[Start of Attachment]
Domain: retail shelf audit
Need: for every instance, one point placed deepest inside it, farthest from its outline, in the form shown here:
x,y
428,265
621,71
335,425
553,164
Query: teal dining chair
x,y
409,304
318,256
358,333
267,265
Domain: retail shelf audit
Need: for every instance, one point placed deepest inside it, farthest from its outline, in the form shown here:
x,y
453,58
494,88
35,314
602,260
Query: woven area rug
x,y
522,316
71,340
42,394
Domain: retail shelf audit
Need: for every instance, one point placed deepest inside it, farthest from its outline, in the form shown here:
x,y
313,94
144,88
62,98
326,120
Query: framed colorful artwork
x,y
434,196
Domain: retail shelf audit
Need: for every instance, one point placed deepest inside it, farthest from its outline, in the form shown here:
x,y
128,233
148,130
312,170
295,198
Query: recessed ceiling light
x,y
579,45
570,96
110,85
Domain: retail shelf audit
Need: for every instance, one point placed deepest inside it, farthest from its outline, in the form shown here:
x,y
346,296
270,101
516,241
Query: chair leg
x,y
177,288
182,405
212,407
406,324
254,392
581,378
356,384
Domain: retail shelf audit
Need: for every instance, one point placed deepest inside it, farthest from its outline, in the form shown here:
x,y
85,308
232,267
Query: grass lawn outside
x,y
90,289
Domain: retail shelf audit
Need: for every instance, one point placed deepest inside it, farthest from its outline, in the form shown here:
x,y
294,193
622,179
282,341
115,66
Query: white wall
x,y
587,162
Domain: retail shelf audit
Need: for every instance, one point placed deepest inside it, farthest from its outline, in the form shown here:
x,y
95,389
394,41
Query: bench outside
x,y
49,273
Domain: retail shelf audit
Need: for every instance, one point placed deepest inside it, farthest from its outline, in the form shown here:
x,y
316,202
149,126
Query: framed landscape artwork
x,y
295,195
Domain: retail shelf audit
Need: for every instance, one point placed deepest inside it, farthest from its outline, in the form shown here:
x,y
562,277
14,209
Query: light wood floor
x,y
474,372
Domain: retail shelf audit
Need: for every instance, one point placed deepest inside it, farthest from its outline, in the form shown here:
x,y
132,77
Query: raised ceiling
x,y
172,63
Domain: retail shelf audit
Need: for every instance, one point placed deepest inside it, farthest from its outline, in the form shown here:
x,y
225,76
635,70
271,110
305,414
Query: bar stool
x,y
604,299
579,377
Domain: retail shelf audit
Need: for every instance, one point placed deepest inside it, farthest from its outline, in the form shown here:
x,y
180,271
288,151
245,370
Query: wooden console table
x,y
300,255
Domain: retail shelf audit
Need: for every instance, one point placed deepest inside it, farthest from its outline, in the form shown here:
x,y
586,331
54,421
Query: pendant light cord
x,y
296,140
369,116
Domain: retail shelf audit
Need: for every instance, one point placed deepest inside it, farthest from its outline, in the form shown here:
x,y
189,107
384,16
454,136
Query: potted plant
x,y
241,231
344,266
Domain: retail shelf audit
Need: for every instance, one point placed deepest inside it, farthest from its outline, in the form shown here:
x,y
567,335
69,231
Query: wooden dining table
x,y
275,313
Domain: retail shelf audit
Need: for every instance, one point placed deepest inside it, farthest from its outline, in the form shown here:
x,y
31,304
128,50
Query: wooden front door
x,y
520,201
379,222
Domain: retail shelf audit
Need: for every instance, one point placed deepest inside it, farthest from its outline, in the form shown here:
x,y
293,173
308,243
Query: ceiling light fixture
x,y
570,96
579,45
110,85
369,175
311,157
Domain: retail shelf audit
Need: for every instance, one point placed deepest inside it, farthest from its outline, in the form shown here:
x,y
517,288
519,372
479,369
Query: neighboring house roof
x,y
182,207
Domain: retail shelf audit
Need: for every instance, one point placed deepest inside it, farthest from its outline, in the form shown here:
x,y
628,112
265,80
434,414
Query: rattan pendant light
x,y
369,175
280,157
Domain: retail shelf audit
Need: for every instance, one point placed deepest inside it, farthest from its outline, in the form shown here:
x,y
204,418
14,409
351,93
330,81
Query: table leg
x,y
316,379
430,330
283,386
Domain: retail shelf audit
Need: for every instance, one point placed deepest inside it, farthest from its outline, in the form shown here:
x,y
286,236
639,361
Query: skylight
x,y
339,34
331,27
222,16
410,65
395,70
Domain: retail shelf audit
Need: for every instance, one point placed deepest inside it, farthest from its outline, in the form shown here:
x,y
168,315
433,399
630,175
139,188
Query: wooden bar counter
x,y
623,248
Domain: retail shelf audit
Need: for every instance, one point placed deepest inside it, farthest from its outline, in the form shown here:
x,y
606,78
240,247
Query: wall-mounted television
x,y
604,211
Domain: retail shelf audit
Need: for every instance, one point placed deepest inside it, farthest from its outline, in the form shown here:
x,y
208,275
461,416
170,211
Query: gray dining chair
[End of Attachment]
What to do:
Everything in the listing must be returned word for word.

Expected output:
Domain: retail shelf audit
Need: for every instance, one point placed deepest inside it, farthest from its outline, in the form shown here:
x,y
428,265
621,71
335,425
553,164
Query: teal dining chair
x,y
409,304
318,256
358,333
267,265
Domain: retail shelf audit
Need: for every instance, one point placed deepest inside it, farthest from its outline, in the form shown here:
x,y
453,58
494,88
35,314
602,260
Query: woven area rug
x,y
522,316
71,340
42,394
Domain: retail shelf audit
Need: for every instance, one point placed deepest inside it, farthest from its outline, in the form shown here:
x,y
313,94
144,88
62,98
326,120
Query: framed colorful artwork
x,y
434,196
Domain: retail shelf audit
Need: for every instance, one point placed deepest inside it, farthest from its outline, in the form shown here:
x,y
128,233
148,130
312,170
295,198
Query: recessed ceiling light
x,y
579,45
570,96
110,85
Domain: retail shelf audit
Need: for every instance, one point placed deepest inside it, farthest from its outline, in the form shown here:
x,y
346,296
270,101
516,241
Query: chair leg
x,y
177,288
182,405
212,407
406,324
254,392
581,378
356,384
Domain: retail shelf audit
Need: for every instance, one point placed deepest inside it, farthest from its outline, in the form shown here:
x,y
85,308
232,267
Query: grass lawn outside
x,y
90,289
Domain: retail shelf audit
Need: for every instance, one point placed deepest inside it, farthest from its outline, in the form shown here:
x,y
294,193
622,179
282,341
115,66
Query: white wall
x,y
587,162
Domain: retail shelf audit
Need: for every instance, one point placed deepest inside it, farthest from its outline, in the form shown here:
x,y
95,389
394,41
Query: bench outside
x,y
49,273
Domain: retail shelf audit
Need: for every instance, one point placed deepest inside it, farthest from its outline, in the form shown here:
x,y
316,202
149,126
Query: framed landscape artwork
x,y
295,195
Domain: retail shelf audit
Need: for every instance, one point placed deepest inside it, farthest from its outline, in the form shown here:
x,y
562,277
14,209
Query: light wood floor
x,y
474,372
Domain: retail shelf audit
Need: for every instance, one point placed deepest inside it, farthest from its outline, in the form shown here:
x,y
132,77
Query: raised ceiling
x,y
172,63
Domain: retail shelf audit
Need: for every instance, one point placed deepest inside it, farthest from its outline, in the form shown here:
x,y
225,76
635,70
271,110
305,414
Query: bar stool
x,y
604,299
579,377
Domain: retail shelf audit
Need: for every instance, one point placed deepest inside it, farthest from its outline, in the form shown here:
x,y
180,271
288,151
245,370
Query: wooden console table
x,y
300,255
Domain: retail shelf audit
Need: for every instance, one point placed deepest inside it, farthest from its outline, in the form shown here:
x,y
586,331
54,421
Query: pendant light cord
x,y
296,140
369,116
Domain: retail shelf audit
Need: for every instance, one point placed deepest inside it, farthest from its outline, in the form shown here:
x,y
189,107
384,16
454,136
Query: potted plant
x,y
241,231
344,266
Domain: retail shelf audit
Need: for every instance, one point placed deepest inside it, farthest from its outline, in the form shown here:
x,y
567,335
69,231
Query: wooden dining table
x,y
275,313
Domain: retail shelf audit
Need: for every instance, one point placed deepest inside it, farthest from its outline, in the form shown here:
x,y
31,304
128,50
Query: wooden front door
x,y
520,201
379,222
Domain: retail shelf audit
Need: for every instance, one point placed deepest inside it, farthest from its outline, in the form shown here:
x,y
293,173
308,243
Query: ceiling light fixture
x,y
570,96
579,45
110,85
369,175
311,157
Domain: retail shelf audit
Need: for every instance, one point placed deepest inside it, farthest from its outline, in the form shown here:
x,y
517,288
519,372
479,369
Query: neighboring house roof
x,y
182,207
Domain: retail shelf audit
Need: for every instance, one point placed deepest inside it, farthest from its outline, in the form shown here:
x,y
628,112
265,80
434,414
Query: rattan pendant light
x,y
369,175
280,157
Domain: retail shelf audit
Need: for every instance, one point placed deepest inside it, farthest from its outline, in the form shown here:
x,y
204,418
14,409
351,93
330,81
Query: table leg
x,y
316,379
430,330
283,386
Domain: retail shelf audit
Need: for every instance, one point placed deepest inside it, farthest from its outline, in the form shown here:
x,y
286,236
639,361
Query: skylight
x,y
339,34
331,27
222,16
410,65
395,70
Domain: retail shelf audit
Need: for every instance, one point placed deepest inside it, farthest from its outline, in the form shown here:
x,y
168,315
433,399
630,175
139,188
Query: wooden bar counter
x,y
623,248
Domain: retail shelf audit
Need: for every instance, one point placed deepest inside it, farthest from its outline, in the form shown here:
x,y
606,78
240,247
Query: wall-mounted television
x,y
604,211
Domain: retail shelf audit
Need: for every instance, one point placed deepest inside it, farthest from its outline, in the form shown here:
x,y
208,275
461,416
170,211
Query: gray dining chair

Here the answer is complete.